[TASK PROMPT]
Rewrite the lines below, substituting "white marble countertop" for "light stone countertop" and keeping everything else the same.

■ ■ ■ ■ ■

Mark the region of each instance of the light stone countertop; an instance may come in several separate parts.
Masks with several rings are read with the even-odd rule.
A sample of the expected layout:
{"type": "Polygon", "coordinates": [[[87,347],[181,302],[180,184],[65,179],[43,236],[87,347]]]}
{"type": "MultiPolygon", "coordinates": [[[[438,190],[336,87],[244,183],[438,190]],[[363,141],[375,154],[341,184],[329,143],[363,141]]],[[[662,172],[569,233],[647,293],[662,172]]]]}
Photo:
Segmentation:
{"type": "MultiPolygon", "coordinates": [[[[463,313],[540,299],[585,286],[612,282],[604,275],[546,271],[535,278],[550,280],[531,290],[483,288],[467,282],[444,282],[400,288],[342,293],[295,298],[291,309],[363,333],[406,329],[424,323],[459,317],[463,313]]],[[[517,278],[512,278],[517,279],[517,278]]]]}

■ ■ ■ ■ ■

[EXERCISE ANSWER]
Mark the region of each instance of the white marble countertop; an instance may come in several separate parts.
Masks with several rings are read with the even-odd rule.
A sample of the expected layout:
{"type": "Polygon", "coordinates": [[[87,347],[181,302],[180,184],[65,179],[43,236],[87,347]]]}
{"type": "MultiPolygon", "coordinates": [[[[438,190],[336,87],[244,183],[438,190]],[[363,141],[375,154],[341,184],[329,143],[363,141]]],[[[662,172],[569,233],[647,293],[662,172]]]]}
Photo:
Segmentation:
{"type": "MultiPolygon", "coordinates": [[[[463,313],[540,299],[585,286],[612,282],[604,275],[546,271],[535,278],[550,280],[531,290],[483,288],[467,282],[444,282],[400,288],[342,293],[295,298],[291,309],[363,333],[406,329],[424,323],[459,317],[463,313]]],[[[517,278],[512,278],[517,279],[517,278]]]]}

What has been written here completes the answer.